• [Text for analysis]
--- --- ---

So here I am, trying to go back and catch up on the work
that I didn’t get done when I should have…so, here we go!
1.
“The Love Song of J. Alfred Prufrock” is a poem
by TS Eliot; it begins with the narrator, J Alfred Prufrock, inviting the
reader to take a walk through a city. He describes the yellow fog that pervades
the city, and social gatherings, including some women discussing Michelangelo (he
refers to them a couple of times). Prufrock insists that there are many things
to be done, and frets about seemingly insignificant matters (his physical
appearance, clothing, eating a peach…). Prufrock also describes his aging body.
2.
The theme of the poem is inability to act or
paralysis (I’ve run across quite a few articles that compare this piece to
Hamlet…Prufrock also refers to the Prince of Denmark).
3.
Eliot’s tone is rather gloomy, and at times, the
narrator sounds regretful. Some examples of this pessimistic tone include:
·
“Let us go then, you and I, /When the evening is spread out
against the sky/Like a patient etherized upon a table;” (Drugged patients aren’t
a very cheerful way to describe something)
·
“I have measured out my life with coffee
spoons;/I know the voices dying with a dying fall/Beneath the music from a
farther room.”
·
“We have lingered in the chambers of the sea/By
sea-girls wreathed with seaweed red and brown/Till human voices wake us, and we
drown.”
4.
Literary elements included in the poem:
·
Metaphor: “The yellow fog that rubs its back upon
the window-panes,/The yellow smoke that rubs its muzzle on the window-panes/Licked
its tongue into the corners of the evening,/Lingered upon the pools that stand
in drains,/Let fall upon its back the soot that falls from chimneys,/Slipped by
the terrace, made a sudden leap,/And seeing that it was a soft October night,/Curled
once about the house, and fell asleep.”

--- --- ---

• [Parts of the exercise]
**1.** In the Prufrock analysis, why is the line comparing the evening to "a patient etherized upon a table" given as an example of the poem's pessimistic tone? Answer in one to three sentences.
**2.** Answer each question from the Prufrock analysis.
(a) What color is the fog that pervades the city?
(b) What does the analysis name as the theme of the poem?
(c) Which literary element is the passage about the fog rubbing its back upon the window-panes given as an example of?
**3.** Continue the Prufrock analysis from the point where it stops.

Phrase grounding data
--- --- ---

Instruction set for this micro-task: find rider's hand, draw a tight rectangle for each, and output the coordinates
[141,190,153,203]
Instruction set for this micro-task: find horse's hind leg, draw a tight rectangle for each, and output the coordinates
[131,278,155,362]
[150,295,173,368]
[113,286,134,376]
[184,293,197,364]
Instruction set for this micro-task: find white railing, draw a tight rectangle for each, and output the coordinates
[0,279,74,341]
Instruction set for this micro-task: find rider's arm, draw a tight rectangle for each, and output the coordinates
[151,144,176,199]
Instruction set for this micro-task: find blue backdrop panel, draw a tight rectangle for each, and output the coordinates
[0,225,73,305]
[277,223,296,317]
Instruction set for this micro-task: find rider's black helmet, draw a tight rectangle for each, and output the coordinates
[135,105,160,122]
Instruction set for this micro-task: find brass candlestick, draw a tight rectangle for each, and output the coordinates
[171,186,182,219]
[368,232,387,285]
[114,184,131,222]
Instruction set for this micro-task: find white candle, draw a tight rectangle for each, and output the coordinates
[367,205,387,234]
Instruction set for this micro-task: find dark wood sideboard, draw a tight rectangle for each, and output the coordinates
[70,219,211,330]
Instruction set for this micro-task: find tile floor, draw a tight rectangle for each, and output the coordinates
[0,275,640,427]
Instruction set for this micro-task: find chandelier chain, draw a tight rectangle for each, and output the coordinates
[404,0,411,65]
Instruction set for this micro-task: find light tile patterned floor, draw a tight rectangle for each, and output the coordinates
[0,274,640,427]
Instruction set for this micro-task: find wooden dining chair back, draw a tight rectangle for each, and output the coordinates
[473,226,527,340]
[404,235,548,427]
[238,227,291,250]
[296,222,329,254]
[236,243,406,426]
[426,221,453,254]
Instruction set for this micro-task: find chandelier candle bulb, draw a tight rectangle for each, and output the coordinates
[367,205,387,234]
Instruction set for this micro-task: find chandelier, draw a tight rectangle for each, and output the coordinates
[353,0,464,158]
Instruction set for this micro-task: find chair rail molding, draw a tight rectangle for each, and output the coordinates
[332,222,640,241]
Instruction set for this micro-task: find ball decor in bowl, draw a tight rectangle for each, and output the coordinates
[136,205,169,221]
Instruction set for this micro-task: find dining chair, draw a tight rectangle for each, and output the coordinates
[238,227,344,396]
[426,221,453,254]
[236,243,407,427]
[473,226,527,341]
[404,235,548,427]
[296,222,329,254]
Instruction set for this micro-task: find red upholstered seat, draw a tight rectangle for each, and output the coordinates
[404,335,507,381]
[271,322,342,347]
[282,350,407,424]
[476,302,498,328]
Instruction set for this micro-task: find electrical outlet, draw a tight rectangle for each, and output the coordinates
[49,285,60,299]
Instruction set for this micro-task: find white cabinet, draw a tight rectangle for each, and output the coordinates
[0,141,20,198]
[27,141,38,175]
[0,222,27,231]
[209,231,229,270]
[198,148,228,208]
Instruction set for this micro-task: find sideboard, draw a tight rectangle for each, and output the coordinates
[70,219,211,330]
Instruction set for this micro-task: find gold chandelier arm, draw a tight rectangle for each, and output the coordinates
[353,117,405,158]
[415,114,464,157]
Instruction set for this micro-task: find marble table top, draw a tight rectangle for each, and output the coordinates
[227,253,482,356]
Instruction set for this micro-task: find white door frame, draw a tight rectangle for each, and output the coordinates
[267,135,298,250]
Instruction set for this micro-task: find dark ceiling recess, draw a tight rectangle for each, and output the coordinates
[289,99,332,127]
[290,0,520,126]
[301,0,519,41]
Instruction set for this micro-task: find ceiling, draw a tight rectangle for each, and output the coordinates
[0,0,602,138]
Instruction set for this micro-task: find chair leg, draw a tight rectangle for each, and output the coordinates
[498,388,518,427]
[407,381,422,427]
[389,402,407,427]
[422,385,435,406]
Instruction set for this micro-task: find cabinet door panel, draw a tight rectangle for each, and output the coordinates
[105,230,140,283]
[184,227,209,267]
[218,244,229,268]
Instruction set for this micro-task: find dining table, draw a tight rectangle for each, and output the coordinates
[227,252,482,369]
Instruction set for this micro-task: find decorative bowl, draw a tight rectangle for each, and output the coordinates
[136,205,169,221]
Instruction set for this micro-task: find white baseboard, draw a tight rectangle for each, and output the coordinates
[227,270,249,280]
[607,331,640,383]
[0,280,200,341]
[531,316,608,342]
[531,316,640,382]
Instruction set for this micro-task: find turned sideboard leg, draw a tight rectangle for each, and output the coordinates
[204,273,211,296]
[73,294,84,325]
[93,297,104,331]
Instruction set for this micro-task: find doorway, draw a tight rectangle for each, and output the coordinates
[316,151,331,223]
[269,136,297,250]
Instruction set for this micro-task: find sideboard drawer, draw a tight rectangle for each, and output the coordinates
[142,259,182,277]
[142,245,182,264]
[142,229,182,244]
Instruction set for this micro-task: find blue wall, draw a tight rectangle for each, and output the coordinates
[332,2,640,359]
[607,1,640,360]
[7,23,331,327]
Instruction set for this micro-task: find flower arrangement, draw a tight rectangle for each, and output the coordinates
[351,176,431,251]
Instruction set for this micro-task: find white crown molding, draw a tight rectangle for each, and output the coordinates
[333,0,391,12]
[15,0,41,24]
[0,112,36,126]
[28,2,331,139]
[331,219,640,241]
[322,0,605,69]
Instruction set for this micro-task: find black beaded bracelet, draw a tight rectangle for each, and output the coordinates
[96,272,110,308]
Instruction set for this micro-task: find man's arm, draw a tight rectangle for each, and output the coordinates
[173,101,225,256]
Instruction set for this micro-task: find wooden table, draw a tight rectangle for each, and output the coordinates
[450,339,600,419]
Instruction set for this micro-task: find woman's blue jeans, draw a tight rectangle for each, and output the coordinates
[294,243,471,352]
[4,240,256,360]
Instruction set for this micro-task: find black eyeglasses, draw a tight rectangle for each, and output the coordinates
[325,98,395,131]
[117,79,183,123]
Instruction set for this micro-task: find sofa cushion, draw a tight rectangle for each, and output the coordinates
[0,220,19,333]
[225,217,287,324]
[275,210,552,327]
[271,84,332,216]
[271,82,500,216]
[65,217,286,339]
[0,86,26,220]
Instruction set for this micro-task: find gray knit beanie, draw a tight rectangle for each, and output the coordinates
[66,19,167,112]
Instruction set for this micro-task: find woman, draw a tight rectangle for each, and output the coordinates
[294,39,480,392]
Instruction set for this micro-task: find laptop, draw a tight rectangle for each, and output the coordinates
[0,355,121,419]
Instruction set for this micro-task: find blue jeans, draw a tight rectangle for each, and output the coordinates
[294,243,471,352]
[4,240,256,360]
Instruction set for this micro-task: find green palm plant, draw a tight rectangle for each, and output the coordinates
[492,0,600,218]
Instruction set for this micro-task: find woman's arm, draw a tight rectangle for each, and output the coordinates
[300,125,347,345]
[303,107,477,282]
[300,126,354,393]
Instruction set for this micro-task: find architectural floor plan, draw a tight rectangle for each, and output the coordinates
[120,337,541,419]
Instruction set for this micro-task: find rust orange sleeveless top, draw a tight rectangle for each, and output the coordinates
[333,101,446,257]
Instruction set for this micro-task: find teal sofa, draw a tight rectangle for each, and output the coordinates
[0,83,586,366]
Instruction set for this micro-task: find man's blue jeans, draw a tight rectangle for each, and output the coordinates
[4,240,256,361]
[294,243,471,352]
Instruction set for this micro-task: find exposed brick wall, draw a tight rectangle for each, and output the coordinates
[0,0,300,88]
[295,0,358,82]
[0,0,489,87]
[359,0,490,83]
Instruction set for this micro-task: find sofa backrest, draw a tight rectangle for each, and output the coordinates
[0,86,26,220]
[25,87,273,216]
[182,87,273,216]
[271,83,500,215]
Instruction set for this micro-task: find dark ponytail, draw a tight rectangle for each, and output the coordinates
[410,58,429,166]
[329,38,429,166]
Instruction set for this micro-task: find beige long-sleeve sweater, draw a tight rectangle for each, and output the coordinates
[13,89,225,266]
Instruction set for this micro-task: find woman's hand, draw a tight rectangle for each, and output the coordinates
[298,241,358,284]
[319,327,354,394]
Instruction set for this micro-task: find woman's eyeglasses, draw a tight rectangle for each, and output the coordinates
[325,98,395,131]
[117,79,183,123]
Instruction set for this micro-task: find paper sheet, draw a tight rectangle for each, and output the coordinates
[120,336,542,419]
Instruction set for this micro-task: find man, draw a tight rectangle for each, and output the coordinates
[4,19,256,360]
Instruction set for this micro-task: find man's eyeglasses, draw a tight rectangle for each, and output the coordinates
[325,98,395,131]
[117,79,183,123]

--- --- ---

• [Written responses]
**1.** The analysis treats the line as pessimistic because describing the evening through a drugged patient is not a cheerful image. It notes that drugged patients "aren't a very cheerful way to describe something."

**2.**
(a) Yellow.
(b) Inability to act, or paralysis.
(c) Metaphor.

**3.**
·
Simile: “When the evening is spread out against
the sky/Like a patient etherized upon a table”
·
Personification: “The muttering retreats/Of
restless nights in one-night cheap hotels”
·
Symbolism: “With a bald spot in the middle of my
hair—” (Used as a symbol of his age)
·
Personification: “And the afternoon, the
evening, sleeps so peacefully!/Smoothed by long fingers,/Asleep … tired … or it
malingers,/Stretched on the floor, here beside you and me.”
·
Rhetorical Question: “Shall I part my hair
behind? Do I dare to eat a peach?”
·
Allusion: Prufrock alludes to Hamlet, as he also
suffers from the inability to act—“No! I am not Prince Hamlet, nor was meant to
be…”
·
Imagery: “I have seen [the mermaids] riding
seaward on the waves/Combing the white hair of the waves blown back/When the
wind blows the water white and black.”
·
Synecdoche: “I should have been a pair of ragged
claws/Scuttling across the floors of silent seas.” (Meaning he would have been better
off as a crab)
1.
Some examples of direct characterization include
the points where he describes his thinning hair and his coat pulled up to his
chin. Much of the poem is an indirect characterization, describing Prufrock’s
regrets, paralysis, etc. Eliot most likely uses both approaches because
Prufrock is narrating this himself, so he wouldn’t give too many direct
descriptions of himself, but when he does,
it is helpful and necessary to the symbolism. Eliot’s use of both
techniques is essential to Prufrock’s character, making him more realistic and
gives him depth.
2.
Eliot mainly focuses on Prufrock, and his
diction and syntax don’t really change as he focuses on other people.
3.
Prufrock doesn’t seem to change throughout the
poem, so I suppose he is static. He does mention aging, but character-wise, the
poem doesn’t seem to identify any changes…
4.
At first, I was prepared to say that I had
simply read a character and didn’t get to know Prufrock very well. However, as I
read the work over and over, and as I found others’ interpretations of Eliot’s
symbols and allusions, I felt much more like I knew Prufrock as a person.